**提示文**
▶

作兵衛の炭坑絵 (c)Yamamoto Family

 絵師、山本作兵衛は、元来、ローカルな存在であったが、彼に注目する人々がいた。その中には、記録文学というジャンルを打ち立てた作家、上野英信(1923−1987)がいる。上野英信自身、大変な人物で、息子の朱に言わせれば、頭が切れ、腕が立つ、実践派の青白くないインテリであった。見習士官として広島・宇品で被爆、復員後、京大に入学するが、中退し、九州、筑豊炭鉱で一坑夫として地底に潜った。
働きながら文学活動を始め、廃炭鉱住宅に筑豊文庫なる拠点を開設。以後、炭鉱離職者、部落差別、朝鮮人問題などのルポ、記録に取組む。著書に「追われゆく坑夫たち」、「地の底の笑い話」などがある。この彼が山本作兵衛に注目し、1967年にはNHK教育テレビ特別番組「ある人生−ボタ山よ」で作兵衛の炭鉱絵を紹介し、彼を高く評価する有志の手により、後に画集出版へとつなげた。一方、地元、田川市では、その3年前から、市立図書館々長の永末十四雄が、炭鉱の記録としての作兵衛の絵に注目、作品の収集に乗り出した。このように、筑豊では作兵衛の画業は高く評価されていた。


特徴ある目付き

作兵衛の炭坑絵 (c)Yamamoto Family

 作兵衛の絵は、様々な日常や労働現場が描かれている。その中に、一際目立つのが、地底の労働を描いたものである。男女が一組となる先山、後山といわれる石炭堀りの図では、男性はフンドシ、女性は腰巻と半裸に近い状態での作業だ。女性が胸を見せる図は普通には有り得ぬが、地下の抗内は暑く、湿気も高く、とても衣服を付けて動けぬ状態で、労働の厳しさが直に伝わる強さがある。彼の描く人物像、男は皆、目がつりあがり、怖さがある。彼ら、男は強くあらねばとのヤマ独特のマチョイズムが濃厚だ。

女性の過重労働

作兵衛の炭坑絵 (c)Yamamoto Family

 作兵衛の描く女性たちは、当時の筑豊の母親や主婦を描いたものであろう。地底では、男性と同様に力仕事をし、重い炭車を1人で押したり、石炭かごを背負ったりと、大変な働き振りだ。
地上に出れば、混浴の風呂で埃や汗を流すが、ここでも、女性は同じ浴槽内の男性の背中を流している。そして、家に戻れば、亭主は先ず一杯、女房はオサンドンとなり、女性は休む間もなく働く。ここに、作兵衛自身の女性観があり、働く女性への敬意が見て取れる。彼自身、母親に可愛がられて育ったのではなかろうかと、思わず想像してしまう。

子供の労働

 女性と並び、子供も地底で働かされたことを表わす絵がある。半人前の子供は、坑夫の手伝いで、僅かばかりの賃銀を手にし、家計を助ける。その子供が、背中に赤子を背負っている。両親が働き、子沢山のヤマの家族は、子供すら遊んでいられない状況が見える。大人も、子供も、激しい生活を強いられている。

◀

**取り組む課題**
a) 提示文の「このように、筑豊では作兵衛の画業は高く評価されていた。」という一文を英語に訳してください。
b) 提示文によれば、上野英信がNHK教育テレビ特別番組「ある人生−ボタ山よ」で作兵衛の炭鉱絵を紹介したのは何年か。

**掲載一覧**
▶

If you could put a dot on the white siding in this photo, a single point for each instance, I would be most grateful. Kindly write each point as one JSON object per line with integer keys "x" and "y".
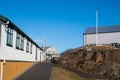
{"x": 11, "y": 53}
{"x": 103, "y": 38}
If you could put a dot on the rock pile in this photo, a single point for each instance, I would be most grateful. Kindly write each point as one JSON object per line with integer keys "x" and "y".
{"x": 102, "y": 62}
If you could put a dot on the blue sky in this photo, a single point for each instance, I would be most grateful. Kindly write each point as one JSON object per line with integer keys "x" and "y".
{"x": 61, "y": 22}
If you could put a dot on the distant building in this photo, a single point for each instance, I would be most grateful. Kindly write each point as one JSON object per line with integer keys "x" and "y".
{"x": 106, "y": 35}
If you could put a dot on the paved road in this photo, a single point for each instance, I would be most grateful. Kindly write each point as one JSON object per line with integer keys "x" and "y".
{"x": 40, "y": 71}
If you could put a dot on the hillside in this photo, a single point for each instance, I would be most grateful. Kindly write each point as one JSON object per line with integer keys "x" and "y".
{"x": 100, "y": 62}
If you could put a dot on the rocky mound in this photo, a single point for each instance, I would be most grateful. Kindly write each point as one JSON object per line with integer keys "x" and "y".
{"x": 101, "y": 62}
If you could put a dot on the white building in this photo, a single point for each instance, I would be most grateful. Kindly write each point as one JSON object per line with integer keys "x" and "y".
{"x": 106, "y": 35}
{"x": 15, "y": 45}
{"x": 51, "y": 52}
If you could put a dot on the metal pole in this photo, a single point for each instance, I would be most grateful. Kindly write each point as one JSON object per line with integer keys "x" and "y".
{"x": 97, "y": 41}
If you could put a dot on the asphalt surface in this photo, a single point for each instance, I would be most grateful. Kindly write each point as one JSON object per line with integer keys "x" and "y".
{"x": 39, "y": 71}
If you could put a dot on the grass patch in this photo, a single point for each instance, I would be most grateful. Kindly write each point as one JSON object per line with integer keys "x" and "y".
{"x": 63, "y": 74}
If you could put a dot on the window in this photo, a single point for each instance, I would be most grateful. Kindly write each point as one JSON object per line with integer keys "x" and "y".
{"x": 36, "y": 54}
{"x": 18, "y": 41}
{"x": 0, "y": 33}
{"x": 22, "y": 43}
{"x": 31, "y": 48}
{"x": 9, "y": 36}
{"x": 27, "y": 47}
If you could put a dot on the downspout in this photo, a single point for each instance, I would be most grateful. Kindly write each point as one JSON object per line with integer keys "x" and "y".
{"x": 3, "y": 60}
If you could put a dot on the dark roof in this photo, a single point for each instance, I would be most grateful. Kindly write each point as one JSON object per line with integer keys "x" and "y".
{"x": 4, "y": 19}
{"x": 108, "y": 29}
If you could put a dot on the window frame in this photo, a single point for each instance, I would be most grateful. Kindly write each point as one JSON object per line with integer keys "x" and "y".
{"x": 9, "y": 36}
{"x": 31, "y": 48}
{"x": 22, "y": 43}
{"x": 27, "y": 46}
{"x": 17, "y": 41}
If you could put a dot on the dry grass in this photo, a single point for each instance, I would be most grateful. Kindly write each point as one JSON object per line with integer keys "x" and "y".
{"x": 63, "y": 74}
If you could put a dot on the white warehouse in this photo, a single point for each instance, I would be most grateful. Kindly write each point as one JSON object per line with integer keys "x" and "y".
{"x": 106, "y": 35}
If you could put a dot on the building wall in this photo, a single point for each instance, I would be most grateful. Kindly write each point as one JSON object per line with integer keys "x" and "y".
{"x": 11, "y": 53}
{"x": 103, "y": 38}
{"x": 12, "y": 69}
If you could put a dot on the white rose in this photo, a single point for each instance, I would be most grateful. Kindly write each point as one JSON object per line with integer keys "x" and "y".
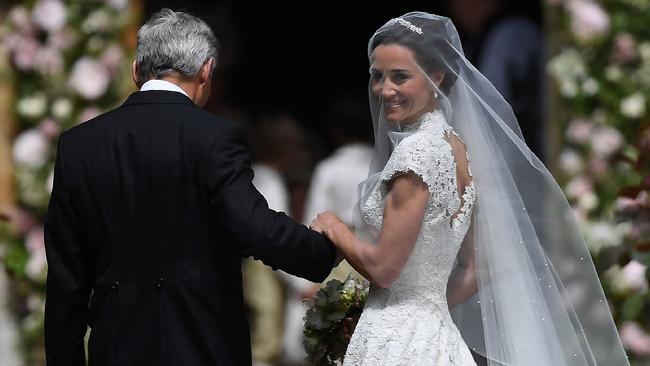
{"x": 32, "y": 107}
{"x": 568, "y": 88}
{"x": 588, "y": 19}
{"x": 590, "y": 86}
{"x": 588, "y": 201}
{"x": 35, "y": 245}
{"x": 605, "y": 141}
{"x": 97, "y": 21}
{"x": 61, "y": 108}
{"x": 635, "y": 339}
{"x": 634, "y": 274}
{"x": 49, "y": 61}
{"x": 613, "y": 73}
{"x": 89, "y": 78}
{"x": 569, "y": 65}
{"x": 571, "y": 162}
{"x": 49, "y": 182}
{"x": 50, "y": 15}
{"x": 31, "y": 148}
{"x": 633, "y": 106}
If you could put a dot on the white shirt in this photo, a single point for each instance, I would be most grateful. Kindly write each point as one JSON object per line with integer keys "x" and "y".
{"x": 334, "y": 185}
{"x": 271, "y": 185}
{"x": 162, "y": 85}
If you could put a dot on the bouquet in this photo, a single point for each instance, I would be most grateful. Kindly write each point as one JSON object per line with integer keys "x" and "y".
{"x": 331, "y": 318}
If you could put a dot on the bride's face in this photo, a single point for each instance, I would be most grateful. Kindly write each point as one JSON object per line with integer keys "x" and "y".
{"x": 404, "y": 91}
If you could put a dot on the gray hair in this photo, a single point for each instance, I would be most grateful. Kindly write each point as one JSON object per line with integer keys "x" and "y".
{"x": 174, "y": 41}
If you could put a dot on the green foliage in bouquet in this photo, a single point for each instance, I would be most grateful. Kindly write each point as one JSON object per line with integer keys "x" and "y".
{"x": 330, "y": 321}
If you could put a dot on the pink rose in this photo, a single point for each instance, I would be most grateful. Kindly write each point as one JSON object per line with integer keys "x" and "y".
{"x": 89, "y": 78}
{"x": 624, "y": 48}
{"x": 19, "y": 16}
{"x": 634, "y": 274}
{"x": 49, "y": 15}
{"x": 579, "y": 186}
{"x": 25, "y": 52}
{"x": 49, "y": 61}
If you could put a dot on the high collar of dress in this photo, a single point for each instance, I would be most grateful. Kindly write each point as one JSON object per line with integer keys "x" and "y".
{"x": 435, "y": 116}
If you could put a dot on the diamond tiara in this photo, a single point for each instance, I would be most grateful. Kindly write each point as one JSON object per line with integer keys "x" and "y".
{"x": 406, "y": 24}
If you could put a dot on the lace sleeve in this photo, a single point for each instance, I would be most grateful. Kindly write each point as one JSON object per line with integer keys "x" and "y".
{"x": 429, "y": 158}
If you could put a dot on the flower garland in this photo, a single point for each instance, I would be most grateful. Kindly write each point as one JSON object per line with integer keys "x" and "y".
{"x": 602, "y": 75}
{"x": 68, "y": 61}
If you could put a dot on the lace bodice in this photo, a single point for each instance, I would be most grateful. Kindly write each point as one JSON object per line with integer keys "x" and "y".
{"x": 409, "y": 323}
{"x": 428, "y": 154}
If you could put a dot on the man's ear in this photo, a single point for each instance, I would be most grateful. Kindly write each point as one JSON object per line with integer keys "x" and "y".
{"x": 206, "y": 71}
{"x": 134, "y": 74}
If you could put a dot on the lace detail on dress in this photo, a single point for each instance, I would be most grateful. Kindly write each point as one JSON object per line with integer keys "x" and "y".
{"x": 409, "y": 323}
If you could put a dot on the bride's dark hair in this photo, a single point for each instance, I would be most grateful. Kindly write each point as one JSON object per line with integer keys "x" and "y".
{"x": 432, "y": 52}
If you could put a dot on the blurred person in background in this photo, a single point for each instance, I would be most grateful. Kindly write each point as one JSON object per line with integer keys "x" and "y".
{"x": 274, "y": 298}
{"x": 334, "y": 184}
{"x": 508, "y": 49}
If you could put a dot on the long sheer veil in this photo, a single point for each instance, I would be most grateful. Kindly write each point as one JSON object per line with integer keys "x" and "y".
{"x": 539, "y": 299}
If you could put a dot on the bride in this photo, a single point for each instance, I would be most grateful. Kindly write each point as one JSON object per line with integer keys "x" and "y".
{"x": 470, "y": 242}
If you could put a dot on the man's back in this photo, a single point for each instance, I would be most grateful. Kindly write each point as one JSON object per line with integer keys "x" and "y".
{"x": 152, "y": 210}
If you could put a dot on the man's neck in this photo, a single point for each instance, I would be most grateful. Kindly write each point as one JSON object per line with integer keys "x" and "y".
{"x": 188, "y": 86}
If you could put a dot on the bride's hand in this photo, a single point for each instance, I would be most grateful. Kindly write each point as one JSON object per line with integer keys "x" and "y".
{"x": 328, "y": 224}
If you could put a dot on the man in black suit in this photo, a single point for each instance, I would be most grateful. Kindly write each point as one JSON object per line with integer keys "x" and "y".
{"x": 151, "y": 213}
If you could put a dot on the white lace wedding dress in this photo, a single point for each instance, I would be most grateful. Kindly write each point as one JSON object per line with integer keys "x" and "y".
{"x": 409, "y": 323}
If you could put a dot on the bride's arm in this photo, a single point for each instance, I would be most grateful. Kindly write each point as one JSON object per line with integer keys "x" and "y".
{"x": 404, "y": 210}
{"x": 463, "y": 282}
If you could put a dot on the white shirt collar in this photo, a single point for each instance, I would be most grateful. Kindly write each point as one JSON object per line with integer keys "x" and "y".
{"x": 162, "y": 85}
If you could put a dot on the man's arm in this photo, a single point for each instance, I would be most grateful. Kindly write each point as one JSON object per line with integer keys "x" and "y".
{"x": 68, "y": 289}
{"x": 269, "y": 236}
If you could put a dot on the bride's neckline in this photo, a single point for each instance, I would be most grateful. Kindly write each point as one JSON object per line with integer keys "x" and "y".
{"x": 425, "y": 118}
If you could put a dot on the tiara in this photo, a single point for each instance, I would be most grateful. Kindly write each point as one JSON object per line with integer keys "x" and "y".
{"x": 407, "y": 24}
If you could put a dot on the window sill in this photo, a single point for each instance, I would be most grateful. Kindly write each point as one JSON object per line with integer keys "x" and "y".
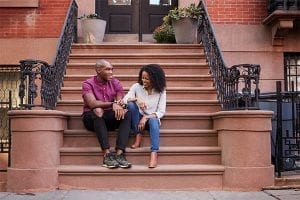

◀

**課題別解答**
a) In this way, Sakubei's work as a painter was highly regarded in Chikuho.

b) 1967年